> Exercise requirements
Rewrite the lines from the one containing "of the boy's" through the end of the records, renaming "white" to "gray" and keeping everything else the same.

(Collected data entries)
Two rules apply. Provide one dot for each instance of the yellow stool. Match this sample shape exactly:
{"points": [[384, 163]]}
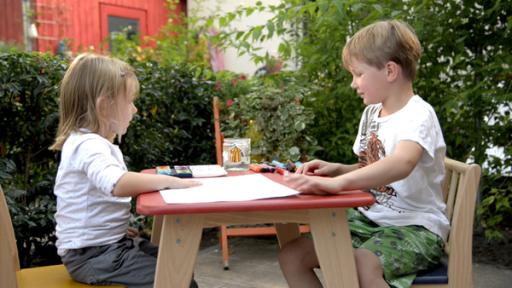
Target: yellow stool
{"points": [[55, 276]]}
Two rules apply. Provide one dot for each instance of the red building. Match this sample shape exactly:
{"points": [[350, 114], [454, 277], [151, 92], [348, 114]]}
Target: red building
{"points": [[43, 24]]}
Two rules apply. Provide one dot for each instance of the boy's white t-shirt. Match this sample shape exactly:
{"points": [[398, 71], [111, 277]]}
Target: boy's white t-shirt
{"points": [[87, 212], [416, 199]]}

> Result of the task
Two rules apply. Provide one dot for each instance of the boy's gray t-shirt. Match this sample shape exactly:
{"points": [[398, 71], [111, 277]]}
Target: boy's gray t-shirt
{"points": [[87, 212], [416, 199]]}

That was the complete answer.